Makale
/---
Kışlada ilk gün

Bu yazı dizinin daha önceki bölümleri: Nerede Kalmıştık, Askerlik Başvurusu, 323. Dönem Yedek Subay Asker Öğretmen Sınavı, Askerlik İçin Götürülecekler Listesi

Burdur, daha önceden de defalarca içinden geçtiğim, hatta 1 günlük de öğrencilik geçmişim olan klasik bir Anadolu şehri. Zaten görebildiğim kadarıyla Anadolu’da bütün şehirler hemen hemen birbirinin aynısıdır.

Sabah otobüsten indikten sonra Burdur’daki arkadaşlarımla buluşup gezdik. Gezilecek çok yer olmadığı için önce çarşıya çıkıp biraz dolaştık. Daha sonra arkadaşlar bizi Susamlık Tepesi’ne çıkardılar. Burdur’u kuşbakışı görüp askerliği geçireceğimiz bölgeyi inceledik.

Askerlik için gelenlerden tanışıp kaynaşabildiklerimizle 8 kişilik bir grup haline gelmişiz bile. Kışlaya beraber girmeye karar verdik. Akşam saat 16.30 gibi kışlanın kapısındaydık. Aynı gün içerisinde binlerce kişi giriş yapmaya çalıştığı için haliyle çok uzun bir kuyruk vardı kapıda. Kalabalığın arasına karışıp sıramızın gelmesini beklemeye başladık. Arka arkaya girenler aynı gruba düşer diye bir bilgi almıştık. Biribirimizi kaybetmeden arka arkaya durmaya çalıştık. 38 kişilik gruplara ayırıyorlardı. Bizim 2 önümüzde bir grup bitti ve biz 2 kişi diğer gruba kaldık. Arkadaşlarımızın bir kısmını kaybetmiş olduk. Dışarıda tanıştığımız arkadaşlardan Karaman’da görev yapan, Mersin – Anamur’lu Harun Tuğrul ile birlikte aynı gruba düşmüş olduk.
\---
Kayıtlı Veriler
/---
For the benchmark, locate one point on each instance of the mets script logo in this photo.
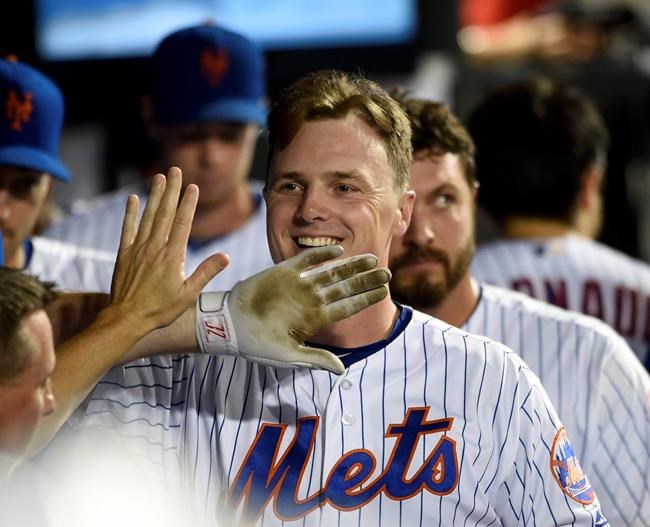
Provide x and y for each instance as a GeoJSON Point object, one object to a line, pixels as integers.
{"type": "Point", "coordinates": [214, 328]}
{"type": "Point", "coordinates": [268, 474]}
{"type": "Point", "coordinates": [567, 471]}
{"type": "Point", "coordinates": [18, 111]}
{"type": "Point", "coordinates": [214, 65]}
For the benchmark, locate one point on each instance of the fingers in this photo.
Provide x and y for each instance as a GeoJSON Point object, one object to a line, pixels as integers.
{"type": "Point", "coordinates": [314, 256]}
{"type": "Point", "coordinates": [182, 223]}
{"type": "Point", "coordinates": [130, 221]}
{"type": "Point", "coordinates": [353, 304]}
{"type": "Point", "coordinates": [166, 209]}
{"type": "Point", "coordinates": [356, 284]}
{"type": "Point", "coordinates": [333, 272]}
{"type": "Point", "coordinates": [206, 271]}
{"type": "Point", "coordinates": [321, 359]}
{"type": "Point", "coordinates": [158, 185]}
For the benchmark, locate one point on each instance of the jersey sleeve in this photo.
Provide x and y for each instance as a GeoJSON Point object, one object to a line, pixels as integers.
{"type": "Point", "coordinates": [542, 479]}
{"type": "Point", "coordinates": [623, 445]}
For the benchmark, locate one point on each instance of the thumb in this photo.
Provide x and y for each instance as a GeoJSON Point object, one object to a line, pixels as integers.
{"type": "Point", "coordinates": [322, 359]}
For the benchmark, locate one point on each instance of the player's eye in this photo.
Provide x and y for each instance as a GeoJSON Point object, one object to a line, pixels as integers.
{"type": "Point", "coordinates": [443, 201]}
{"type": "Point", "coordinates": [288, 187]}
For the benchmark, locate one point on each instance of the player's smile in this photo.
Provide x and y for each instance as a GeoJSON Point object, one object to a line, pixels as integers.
{"type": "Point", "coordinates": [315, 241]}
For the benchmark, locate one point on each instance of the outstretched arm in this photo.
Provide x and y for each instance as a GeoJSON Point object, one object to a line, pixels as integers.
{"type": "Point", "coordinates": [149, 291]}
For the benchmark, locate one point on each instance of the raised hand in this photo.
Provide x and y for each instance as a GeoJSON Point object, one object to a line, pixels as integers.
{"type": "Point", "coordinates": [267, 317]}
{"type": "Point", "coordinates": [149, 284]}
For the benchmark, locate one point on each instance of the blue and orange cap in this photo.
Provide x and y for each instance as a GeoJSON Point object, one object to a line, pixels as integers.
{"type": "Point", "coordinates": [31, 119]}
{"type": "Point", "coordinates": [208, 73]}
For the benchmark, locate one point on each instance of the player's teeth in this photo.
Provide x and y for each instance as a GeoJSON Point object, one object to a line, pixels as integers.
{"type": "Point", "coordinates": [316, 242]}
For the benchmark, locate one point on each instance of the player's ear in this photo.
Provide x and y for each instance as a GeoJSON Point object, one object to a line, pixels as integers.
{"type": "Point", "coordinates": [404, 213]}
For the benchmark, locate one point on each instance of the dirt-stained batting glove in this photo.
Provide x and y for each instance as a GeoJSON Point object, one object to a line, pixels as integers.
{"type": "Point", "coordinates": [267, 317]}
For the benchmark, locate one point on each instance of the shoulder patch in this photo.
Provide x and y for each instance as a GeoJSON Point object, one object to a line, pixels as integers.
{"type": "Point", "coordinates": [568, 472]}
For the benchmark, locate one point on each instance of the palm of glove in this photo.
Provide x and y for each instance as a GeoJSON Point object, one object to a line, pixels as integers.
{"type": "Point", "coordinates": [277, 309]}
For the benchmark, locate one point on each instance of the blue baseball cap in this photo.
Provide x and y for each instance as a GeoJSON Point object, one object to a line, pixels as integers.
{"type": "Point", "coordinates": [208, 73]}
{"type": "Point", "coordinates": [31, 118]}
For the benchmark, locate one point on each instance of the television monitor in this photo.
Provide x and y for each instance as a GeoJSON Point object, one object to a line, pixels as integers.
{"type": "Point", "coordinates": [114, 29]}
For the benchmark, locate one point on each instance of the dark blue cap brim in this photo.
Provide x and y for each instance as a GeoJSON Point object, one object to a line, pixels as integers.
{"type": "Point", "coordinates": [33, 159]}
{"type": "Point", "coordinates": [234, 110]}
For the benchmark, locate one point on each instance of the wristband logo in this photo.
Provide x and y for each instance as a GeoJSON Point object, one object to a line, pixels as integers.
{"type": "Point", "coordinates": [214, 328]}
{"type": "Point", "coordinates": [568, 472]}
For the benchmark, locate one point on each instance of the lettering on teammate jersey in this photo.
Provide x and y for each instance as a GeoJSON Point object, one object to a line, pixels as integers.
{"type": "Point", "coordinates": [267, 474]}
{"type": "Point", "coordinates": [568, 472]}
{"type": "Point", "coordinates": [627, 317]}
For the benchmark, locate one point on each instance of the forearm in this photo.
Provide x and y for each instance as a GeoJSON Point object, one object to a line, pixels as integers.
{"type": "Point", "coordinates": [71, 313]}
{"type": "Point", "coordinates": [178, 337]}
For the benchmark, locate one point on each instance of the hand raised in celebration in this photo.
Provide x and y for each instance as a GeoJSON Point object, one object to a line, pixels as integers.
{"type": "Point", "coordinates": [149, 283]}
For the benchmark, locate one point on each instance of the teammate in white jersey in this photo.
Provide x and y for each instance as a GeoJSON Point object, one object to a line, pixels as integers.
{"type": "Point", "coordinates": [30, 128]}
{"type": "Point", "coordinates": [208, 86]}
{"type": "Point", "coordinates": [593, 378]}
{"type": "Point", "coordinates": [540, 159]}
{"type": "Point", "coordinates": [427, 426]}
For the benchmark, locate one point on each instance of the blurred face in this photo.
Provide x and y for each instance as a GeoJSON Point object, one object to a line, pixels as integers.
{"type": "Point", "coordinates": [215, 156]}
{"type": "Point", "coordinates": [333, 185]}
{"type": "Point", "coordinates": [435, 253]}
{"type": "Point", "coordinates": [23, 194]}
{"type": "Point", "coordinates": [28, 396]}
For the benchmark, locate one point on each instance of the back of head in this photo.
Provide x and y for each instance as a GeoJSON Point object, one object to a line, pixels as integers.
{"type": "Point", "coordinates": [207, 73]}
{"type": "Point", "coordinates": [534, 142]}
{"type": "Point", "coordinates": [436, 130]}
{"type": "Point", "coordinates": [21, 295]}
{"type": "Point", "coordinates": [31, 119]}
{"type": "Point", "coordinates": [334, 94]}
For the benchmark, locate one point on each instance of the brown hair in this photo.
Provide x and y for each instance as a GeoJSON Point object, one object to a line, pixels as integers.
{"type": "Point", "coordinates": [21, 295]}
{"type": "Point", "coordinates": [334, 94]}
{"type": "Point", "coordinates": [434, 127]}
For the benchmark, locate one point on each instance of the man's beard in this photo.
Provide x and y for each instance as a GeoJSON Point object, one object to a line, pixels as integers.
{"type": "Point", "coordinates": [419, 289]}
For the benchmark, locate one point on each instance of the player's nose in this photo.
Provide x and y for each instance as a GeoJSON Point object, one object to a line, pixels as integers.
{"type": "Point", "coordinates": [313, 206]}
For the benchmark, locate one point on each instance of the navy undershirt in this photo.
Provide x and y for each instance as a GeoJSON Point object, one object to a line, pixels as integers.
{"type": "Point", "coordinates": [349, 356]}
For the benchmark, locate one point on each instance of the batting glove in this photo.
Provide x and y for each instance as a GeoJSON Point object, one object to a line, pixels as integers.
{"type": "Point", "coordinates": [267, 317]}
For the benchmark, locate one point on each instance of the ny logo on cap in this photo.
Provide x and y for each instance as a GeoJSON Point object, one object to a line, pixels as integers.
{"type": "Point", "coordinates": [18, 112]}
{"type": "Point", "coordinates": [214, 65]}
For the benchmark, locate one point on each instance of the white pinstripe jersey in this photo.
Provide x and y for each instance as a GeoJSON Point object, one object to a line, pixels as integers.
{"type": "Point", "coordinates": [599, 388]}
{"type": "Point", "coordinates": [578, 274]}
{"type": "Point", "coordinates": [100, 225]}
{"type": "Point", "coordinates": [70, 267]}
{"type": "Point", "coordinates": [431, 427]}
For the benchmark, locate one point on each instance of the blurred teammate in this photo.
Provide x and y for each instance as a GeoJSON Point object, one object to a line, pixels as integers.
{"type": "Point", "coordinates": [591, 375]}
{"type": "Point", "coordinates": [207, 107]}
{"type": "Point", "coordinates": [30, 129]}
{"type": "Point", "coordinates": [427, 425]}
{"type": "Point", "coordinates": [540, 158]}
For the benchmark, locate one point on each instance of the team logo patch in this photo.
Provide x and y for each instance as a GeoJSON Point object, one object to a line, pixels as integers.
{"type": "Point", "coordinates": [601, 521]}
{"type": "Point", "coordinates": [568, 472]}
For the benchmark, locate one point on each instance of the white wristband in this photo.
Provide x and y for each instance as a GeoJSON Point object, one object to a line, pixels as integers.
{"type": "Point", "coordinates": [215, 331]}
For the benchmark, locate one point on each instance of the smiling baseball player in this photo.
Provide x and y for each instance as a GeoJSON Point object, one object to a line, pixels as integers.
{"type": "Point", "coordinates": [428, 425]}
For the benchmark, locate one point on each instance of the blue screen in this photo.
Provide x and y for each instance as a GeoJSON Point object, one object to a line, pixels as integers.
{"type": "Point", "coordinates": [91, 29]}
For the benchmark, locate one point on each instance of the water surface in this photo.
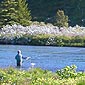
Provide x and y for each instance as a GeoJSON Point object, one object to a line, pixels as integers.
{"type": "Point", "coordinates": [45, 57]}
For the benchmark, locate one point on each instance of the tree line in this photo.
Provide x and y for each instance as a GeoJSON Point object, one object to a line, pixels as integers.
{"type": "Point", "coordinates": [18, 12]}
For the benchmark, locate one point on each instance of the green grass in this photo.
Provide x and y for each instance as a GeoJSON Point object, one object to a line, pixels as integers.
{"type": "Point", "coordinates": [37, 76]}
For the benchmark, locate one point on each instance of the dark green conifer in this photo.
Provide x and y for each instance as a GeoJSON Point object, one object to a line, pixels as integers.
{"type": "Point", "coordinates": [14, 12]}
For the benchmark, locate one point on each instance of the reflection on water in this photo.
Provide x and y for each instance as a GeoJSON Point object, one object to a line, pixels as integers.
{"type": "Point", "coordinates": [46, 57]}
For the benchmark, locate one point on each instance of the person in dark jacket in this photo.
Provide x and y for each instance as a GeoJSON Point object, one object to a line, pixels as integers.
{"type": "Point", "coordinates": [19, 58]}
\---
Alıştırma Seti
1 – Kışlada ilk gün yazısından "Sabah otobüsten indikten" ifadesinden "geçireceğimiz bölgeyi inceledik." ifadesine kadar olan bölümü birebir alıntılayın.
2 – Kışlada ilk gün yazısında "Askerlik için gelenlerden tanışıp" sözleriyle başlayan paragrafı, ana bilgileri koruyarak madde listesi hâlinde yeniden yazın.

Sıralı Yanıtlar
1 –
Sabah otobüsten indikten sonra Burdur’daki arkadaşlarımla buluşup gezdik. Gezilecek çok yer olmadığı için önce çarşıya çıkıp biraz dolaştık. Daha sonra arkadaşlar bizi Susamlık Tepesi’ne çıkardılar. Burdur’u kuşbakışı görüp askerliği geçireceğimiz bölgeyi inceledik.

2 –
- Askerlik için gelenlerden tanışılanlarla 8 kişilik bir grup oluşturuldu ve kışlaya birlikte girme kararı alındı.
- Saat 16.30 civarında kışla kapısına varıldı. Aynı gün binlerce kişi giriş yapmaya çalıştığı için kapıda çok uzun bir kuyruk vardı.
- Arka arkaya girenlerin aynı gruba düşeceği bilgisi alındığından grup birbirini kaybetmeden arka arkaya durmaya çalıştı.
- Kişiler 38 kişilik gruplara ayrılıyordu. İki kişi önde bir grup kapandı ve yazar ile bir arkadaşı sonraki gruba kaldı. Böylece arkadaşların bir kısmından ayrı düşüldü.
- Aynı gruba, Karaman'da görev yapan, Mersin – Anamur'lu Harun Tuğrul ile birlikte düşüldü.